▶ [What the task requires]: From the line that holds "If you could pick out the pale" to the last line of the data, copy everything exactly; leave out all the rest.

[Start]

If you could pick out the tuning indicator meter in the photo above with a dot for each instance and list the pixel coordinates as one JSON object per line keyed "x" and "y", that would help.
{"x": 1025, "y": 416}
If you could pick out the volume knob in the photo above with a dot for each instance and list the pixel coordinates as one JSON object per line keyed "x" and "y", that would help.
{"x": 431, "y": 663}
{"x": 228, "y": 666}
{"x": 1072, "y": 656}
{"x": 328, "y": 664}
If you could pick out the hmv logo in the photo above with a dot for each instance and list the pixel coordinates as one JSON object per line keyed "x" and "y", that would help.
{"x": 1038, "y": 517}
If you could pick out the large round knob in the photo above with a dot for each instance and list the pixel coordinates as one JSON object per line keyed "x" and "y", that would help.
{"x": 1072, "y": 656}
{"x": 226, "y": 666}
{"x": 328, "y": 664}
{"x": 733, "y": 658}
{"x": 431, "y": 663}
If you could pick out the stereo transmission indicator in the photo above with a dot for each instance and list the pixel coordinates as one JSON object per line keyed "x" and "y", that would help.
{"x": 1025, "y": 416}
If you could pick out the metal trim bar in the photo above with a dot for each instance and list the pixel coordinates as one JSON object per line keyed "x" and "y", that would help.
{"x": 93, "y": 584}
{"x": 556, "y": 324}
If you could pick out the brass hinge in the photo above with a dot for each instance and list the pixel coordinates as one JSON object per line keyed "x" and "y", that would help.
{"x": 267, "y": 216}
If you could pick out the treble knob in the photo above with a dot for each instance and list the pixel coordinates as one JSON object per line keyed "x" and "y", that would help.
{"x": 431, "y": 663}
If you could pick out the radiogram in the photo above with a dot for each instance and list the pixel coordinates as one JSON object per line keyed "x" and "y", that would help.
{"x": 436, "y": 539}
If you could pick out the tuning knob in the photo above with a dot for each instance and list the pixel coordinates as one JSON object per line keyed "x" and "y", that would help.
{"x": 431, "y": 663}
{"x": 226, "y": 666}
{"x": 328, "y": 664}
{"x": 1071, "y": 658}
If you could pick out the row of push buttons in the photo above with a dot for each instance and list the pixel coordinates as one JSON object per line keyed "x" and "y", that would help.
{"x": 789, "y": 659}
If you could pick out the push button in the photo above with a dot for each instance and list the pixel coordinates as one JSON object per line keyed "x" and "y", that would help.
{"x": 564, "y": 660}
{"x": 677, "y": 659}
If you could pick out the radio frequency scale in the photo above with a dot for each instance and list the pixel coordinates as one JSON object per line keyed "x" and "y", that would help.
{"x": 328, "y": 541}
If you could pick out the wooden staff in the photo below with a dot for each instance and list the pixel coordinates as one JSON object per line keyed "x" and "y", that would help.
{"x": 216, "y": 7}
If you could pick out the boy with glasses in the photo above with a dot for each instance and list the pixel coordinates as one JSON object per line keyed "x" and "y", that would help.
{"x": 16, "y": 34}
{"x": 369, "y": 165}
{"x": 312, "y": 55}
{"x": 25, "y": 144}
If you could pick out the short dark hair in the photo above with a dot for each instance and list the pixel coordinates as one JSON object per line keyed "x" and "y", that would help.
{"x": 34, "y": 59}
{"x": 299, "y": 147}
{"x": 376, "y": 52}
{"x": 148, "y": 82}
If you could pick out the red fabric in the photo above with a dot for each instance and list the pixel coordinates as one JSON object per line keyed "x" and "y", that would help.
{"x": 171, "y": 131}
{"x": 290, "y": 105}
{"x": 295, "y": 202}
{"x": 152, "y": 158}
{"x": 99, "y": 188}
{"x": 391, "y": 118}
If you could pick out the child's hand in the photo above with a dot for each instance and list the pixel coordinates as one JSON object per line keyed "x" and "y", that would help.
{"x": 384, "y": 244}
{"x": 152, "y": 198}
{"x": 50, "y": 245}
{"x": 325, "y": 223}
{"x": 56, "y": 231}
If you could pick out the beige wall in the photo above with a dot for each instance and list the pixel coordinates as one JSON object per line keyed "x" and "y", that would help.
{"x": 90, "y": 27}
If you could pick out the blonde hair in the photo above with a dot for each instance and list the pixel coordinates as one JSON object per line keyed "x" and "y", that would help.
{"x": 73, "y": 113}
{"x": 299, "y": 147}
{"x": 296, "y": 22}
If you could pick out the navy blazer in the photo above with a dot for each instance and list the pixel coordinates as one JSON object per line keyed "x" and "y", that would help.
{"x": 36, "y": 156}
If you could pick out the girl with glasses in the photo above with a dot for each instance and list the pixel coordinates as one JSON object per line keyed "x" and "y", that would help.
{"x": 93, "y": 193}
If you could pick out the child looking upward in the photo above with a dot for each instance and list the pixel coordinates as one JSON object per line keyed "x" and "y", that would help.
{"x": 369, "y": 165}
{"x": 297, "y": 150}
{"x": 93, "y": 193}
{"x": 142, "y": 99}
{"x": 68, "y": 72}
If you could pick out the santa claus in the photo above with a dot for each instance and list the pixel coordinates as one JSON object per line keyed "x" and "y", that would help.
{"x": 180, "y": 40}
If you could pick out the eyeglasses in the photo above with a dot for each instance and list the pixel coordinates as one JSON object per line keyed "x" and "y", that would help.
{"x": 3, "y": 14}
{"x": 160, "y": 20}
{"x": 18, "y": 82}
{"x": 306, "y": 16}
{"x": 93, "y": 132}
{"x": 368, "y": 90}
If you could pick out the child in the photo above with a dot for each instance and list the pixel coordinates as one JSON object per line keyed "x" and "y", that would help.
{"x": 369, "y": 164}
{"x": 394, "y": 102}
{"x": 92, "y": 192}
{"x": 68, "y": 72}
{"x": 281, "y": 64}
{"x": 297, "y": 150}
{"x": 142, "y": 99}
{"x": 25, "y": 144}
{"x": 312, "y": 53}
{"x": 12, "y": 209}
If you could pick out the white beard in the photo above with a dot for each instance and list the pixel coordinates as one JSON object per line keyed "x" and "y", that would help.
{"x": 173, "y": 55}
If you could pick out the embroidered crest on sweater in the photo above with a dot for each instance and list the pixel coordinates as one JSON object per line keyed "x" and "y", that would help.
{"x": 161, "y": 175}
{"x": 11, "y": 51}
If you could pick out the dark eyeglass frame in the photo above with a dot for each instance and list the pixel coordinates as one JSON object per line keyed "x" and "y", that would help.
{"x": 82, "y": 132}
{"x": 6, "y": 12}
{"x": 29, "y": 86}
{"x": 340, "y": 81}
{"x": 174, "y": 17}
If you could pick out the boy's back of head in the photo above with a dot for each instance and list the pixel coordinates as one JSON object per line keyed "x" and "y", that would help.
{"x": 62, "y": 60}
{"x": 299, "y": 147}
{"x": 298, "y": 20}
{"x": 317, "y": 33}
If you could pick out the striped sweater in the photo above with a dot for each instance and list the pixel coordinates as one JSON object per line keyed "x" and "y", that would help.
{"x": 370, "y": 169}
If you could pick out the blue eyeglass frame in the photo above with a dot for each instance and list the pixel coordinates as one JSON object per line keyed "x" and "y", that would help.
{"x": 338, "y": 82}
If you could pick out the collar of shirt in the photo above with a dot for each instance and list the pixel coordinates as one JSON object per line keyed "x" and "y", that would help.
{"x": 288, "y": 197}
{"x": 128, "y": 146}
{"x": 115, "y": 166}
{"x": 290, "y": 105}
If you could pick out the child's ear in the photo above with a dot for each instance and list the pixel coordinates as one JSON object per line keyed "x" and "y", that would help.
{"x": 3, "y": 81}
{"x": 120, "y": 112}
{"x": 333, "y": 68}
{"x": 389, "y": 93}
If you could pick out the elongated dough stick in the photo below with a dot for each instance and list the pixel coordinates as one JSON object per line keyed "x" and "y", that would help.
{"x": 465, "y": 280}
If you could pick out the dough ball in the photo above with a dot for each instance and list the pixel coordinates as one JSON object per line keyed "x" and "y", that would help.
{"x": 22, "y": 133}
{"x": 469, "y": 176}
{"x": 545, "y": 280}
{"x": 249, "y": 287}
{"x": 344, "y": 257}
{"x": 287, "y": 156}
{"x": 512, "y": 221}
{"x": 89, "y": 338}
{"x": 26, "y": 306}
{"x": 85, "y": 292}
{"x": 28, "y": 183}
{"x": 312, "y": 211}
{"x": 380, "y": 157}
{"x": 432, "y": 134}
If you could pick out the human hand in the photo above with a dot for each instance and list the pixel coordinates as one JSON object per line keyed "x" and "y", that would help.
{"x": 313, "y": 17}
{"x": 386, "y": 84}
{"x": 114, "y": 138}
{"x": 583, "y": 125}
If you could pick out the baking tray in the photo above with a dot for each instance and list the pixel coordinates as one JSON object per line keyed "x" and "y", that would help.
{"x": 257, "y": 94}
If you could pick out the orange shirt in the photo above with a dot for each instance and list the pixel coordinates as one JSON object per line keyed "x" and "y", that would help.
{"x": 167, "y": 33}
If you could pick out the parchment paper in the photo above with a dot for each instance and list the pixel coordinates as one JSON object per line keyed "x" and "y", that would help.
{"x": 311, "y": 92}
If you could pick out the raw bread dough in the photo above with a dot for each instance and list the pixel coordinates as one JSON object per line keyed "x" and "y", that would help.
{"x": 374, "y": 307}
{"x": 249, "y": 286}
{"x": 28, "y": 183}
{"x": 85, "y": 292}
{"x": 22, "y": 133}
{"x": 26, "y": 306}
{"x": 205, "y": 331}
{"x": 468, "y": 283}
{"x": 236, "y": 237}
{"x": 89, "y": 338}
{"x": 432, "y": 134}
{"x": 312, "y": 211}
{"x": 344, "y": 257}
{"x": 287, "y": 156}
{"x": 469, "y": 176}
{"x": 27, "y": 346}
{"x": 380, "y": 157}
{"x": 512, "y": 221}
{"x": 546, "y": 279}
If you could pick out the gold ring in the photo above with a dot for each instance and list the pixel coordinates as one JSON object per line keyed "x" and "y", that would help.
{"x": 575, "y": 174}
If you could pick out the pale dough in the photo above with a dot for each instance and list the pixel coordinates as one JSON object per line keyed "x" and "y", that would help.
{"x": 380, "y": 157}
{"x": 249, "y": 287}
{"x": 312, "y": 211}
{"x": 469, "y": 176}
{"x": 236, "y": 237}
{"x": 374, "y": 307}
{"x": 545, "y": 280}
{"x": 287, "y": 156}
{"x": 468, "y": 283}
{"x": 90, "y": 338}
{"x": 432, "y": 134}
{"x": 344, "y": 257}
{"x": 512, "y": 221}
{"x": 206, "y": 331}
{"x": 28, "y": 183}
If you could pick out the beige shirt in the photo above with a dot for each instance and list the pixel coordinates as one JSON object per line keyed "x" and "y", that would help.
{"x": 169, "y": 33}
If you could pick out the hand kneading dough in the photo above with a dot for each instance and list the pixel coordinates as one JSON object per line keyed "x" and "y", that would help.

[End]

▶ [Expected answer]:
If you could pick out the pale dough in the photo above with a dot for each instance and list the pixel coordinates as one JSON object per line keyed "x" and "y", that would help.
{"x": 380, "y": 157}
{"x": 249, "y": 287}
{"x": 312, "y": 211}
{"x": 469, "y": 176}
{"x": 236, "y": 237}
{"x": 374, "y": 307}
{"x": 545, "y": 280}
{"x": 287, "y": 156}
{"x": 468, "y": 283}
{"x": 90, "y": 338}
{"x": 432, "y": 134}
{"x": 344, "y": 257}
{"x": 512, "y": 221}
{"x": 206, "y": 331}
{"x": 28, "y": 183}
If you could pick out the beige shirt in the photo above with a dot for each instance and list the pixel coordinates as one JSON object per line keyed "x" and "y", that would help.
{"x": 169, "y": 33}
If you could pick out the hand kneading dough in the photo above with a dot for each instance and list the pixel coordinates as one JSON object per line keyed "x" and "y", that would help.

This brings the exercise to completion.